• _Prompt_
Write out the data below again, switching "benchmark card" to "evaluation card" everywhere it appears and leaving every other line unchanged.

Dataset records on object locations
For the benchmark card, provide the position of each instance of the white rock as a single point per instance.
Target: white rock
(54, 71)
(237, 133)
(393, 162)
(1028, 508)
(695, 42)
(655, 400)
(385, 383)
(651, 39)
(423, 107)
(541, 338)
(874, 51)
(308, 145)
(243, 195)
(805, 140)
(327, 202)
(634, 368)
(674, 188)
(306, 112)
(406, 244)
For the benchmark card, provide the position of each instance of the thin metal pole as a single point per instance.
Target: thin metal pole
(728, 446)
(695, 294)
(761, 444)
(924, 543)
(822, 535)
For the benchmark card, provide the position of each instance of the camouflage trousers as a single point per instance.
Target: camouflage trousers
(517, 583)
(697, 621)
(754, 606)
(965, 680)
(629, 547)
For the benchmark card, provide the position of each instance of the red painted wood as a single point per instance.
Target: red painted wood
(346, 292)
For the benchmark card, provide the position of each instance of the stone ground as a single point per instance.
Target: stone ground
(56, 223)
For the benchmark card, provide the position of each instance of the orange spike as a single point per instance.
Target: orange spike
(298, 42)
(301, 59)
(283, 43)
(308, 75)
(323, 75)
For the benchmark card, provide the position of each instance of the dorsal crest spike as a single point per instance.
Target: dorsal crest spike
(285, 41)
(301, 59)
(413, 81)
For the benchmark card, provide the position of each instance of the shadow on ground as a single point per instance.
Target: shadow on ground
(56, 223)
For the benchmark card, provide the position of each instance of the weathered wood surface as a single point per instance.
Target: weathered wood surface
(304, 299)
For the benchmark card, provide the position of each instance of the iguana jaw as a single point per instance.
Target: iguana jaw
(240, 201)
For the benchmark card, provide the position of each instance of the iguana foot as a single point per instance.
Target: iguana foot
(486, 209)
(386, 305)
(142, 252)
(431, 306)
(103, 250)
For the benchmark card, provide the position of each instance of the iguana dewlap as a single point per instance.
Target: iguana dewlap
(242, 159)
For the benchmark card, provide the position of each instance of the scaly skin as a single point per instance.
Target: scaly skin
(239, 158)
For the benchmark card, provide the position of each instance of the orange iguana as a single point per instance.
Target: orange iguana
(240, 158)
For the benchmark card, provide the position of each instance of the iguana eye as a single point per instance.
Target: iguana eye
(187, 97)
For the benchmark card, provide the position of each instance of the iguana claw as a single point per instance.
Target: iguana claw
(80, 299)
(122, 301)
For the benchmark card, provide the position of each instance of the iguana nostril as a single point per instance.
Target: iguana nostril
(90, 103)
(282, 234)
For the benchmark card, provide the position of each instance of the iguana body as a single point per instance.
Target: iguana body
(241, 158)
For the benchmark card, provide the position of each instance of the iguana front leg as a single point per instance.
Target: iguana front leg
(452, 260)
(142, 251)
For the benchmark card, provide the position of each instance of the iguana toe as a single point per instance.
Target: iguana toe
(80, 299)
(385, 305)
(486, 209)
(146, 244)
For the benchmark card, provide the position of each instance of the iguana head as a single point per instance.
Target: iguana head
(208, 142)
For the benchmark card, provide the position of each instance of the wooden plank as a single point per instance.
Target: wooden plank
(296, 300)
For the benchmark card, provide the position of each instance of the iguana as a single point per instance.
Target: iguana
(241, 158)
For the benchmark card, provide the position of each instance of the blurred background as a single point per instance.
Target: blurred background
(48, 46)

• _Complete output_
For the evaluation card, provide the position of each instance of the white rock as a single point per instance.
Target: white rock
(54, 71)
(237, 133)
(393, 162)
(1028, 508)
(695, 42)
(655, 400)
(385, 383)
(651, 39)
(423, 107)
(541, 338)
(874, 51)
(308, 145)
(243, 195)
(805, 140)
(327, 202)
(634, 368)
(674, 188)
(306, 112)
(406, 244)
For the evaluation card, provide the position of each instance of the thin metal pole as a single point per instance.
Target: thin metal pole
(728, 446)
(695, 294)
(761, 444)
(924, 543)
(822, 535)
For the evaluation card, provide the position of each instance of the camouflage trousers as a single point per instance.
Target: camouflage trousers
(517, 583)
(697, 621)
(754, 606)
(965, 680)
(629, 547)
For the evaluation card, provide the position of each instance of the red painted wood as a single point per instance.
Target: red painted wood
(346, 292)
For the evaluation card, provide the position of each instance of the stone ground as a single point per instance.
Target: stone ground
(56, 223)
For the evaluation card, provide the position of each instance of the orange spike as a single point per instance.
Target: orange spike
(298, 42)
(301, 59)
(283, 43)
(308, 75)
(323, 75)
For the evaluation card, provide the position of each instance of the dorsal crest spike as a single point per instance.
Target: dorsal crest spike
(285, 41)
(301, 59)
(413, 81)
For the evaluation card, provide the position of each instance of the shadow on ground as a single point per instance.
Target: shadow on ground
(56, 223)
For the evaluation card, provide the position of each instance of the weathered wood surface as a single point per instance.
Target: weathered wood surface
(304, 299)
For the evaluation card, provide the position of each instance of the iguana jaw as a single point per instance.
Target: iguana jaw
(240, 201)
For the evaluation card, provide the position of each instance of the iguana foot as a single point per instance.
Target: iguana foot
(486, 209)
(386, 305)
(142, 252)
(431, 306)
(103, 250)
For the evaluation card, provide the position of each instance of the iguana dewlap as a single point per instance.
Target: iguana dewlap
(242, 159)
For the evaluation card, provide the position of each instance of the scaly skin as a single point per instance.
Target: scaly skin
(239, 158)
For the evaluation card, provide the position of each instance of the orange iguana as a single point per instance.
Target: orange iguana
(240, 158)
For the evaluation card, provide the position of each instance of the iguana eye as a single point per instance.
Target: iguana eye
(187, 97)
For the evaluation card, provide the position of each instance of the iguana claw as a single point per instance.
Target: iguana claw
(80, 299)
(122, 301)
For the evaluation card, provide the position of each instance of the iguana nostril as a single point per instance.
Target: iguana nostril
(90, 103)
(282, 234)
For the evaluation card, provide the position of each instance of the iguana body as a single point per instance.
Target: iguana body
(241, 158)
For the evaluation card, provide the position of each instance of the iguana front leg as a single point per instance.
Target: iguana front leg
(452, 260)
(142, 251)
For the evaluation card, provide the position of each instance of the iguana toe as a single point per instance.
Target: iguana toe
(80, 299)
(385, 305)
(486, 209)
(146, 244)
For the evaluation card, provide the position of each instance of the iguana head as a single point per instance.
Target: iguana head
(208, 142)
For the evaluation card, provide the position of each instance of the wooden plank as a single point per instance.
Target: wooden plank
(296, 300)
For the evaluation card, provide the position of each instance of the iguana as a single point per instance.
Target: iguana
(241, 158)
For the evaluation card, provide the position of each instance of the blurred background as a single point per instance.
Target: blurred background
(48, 46)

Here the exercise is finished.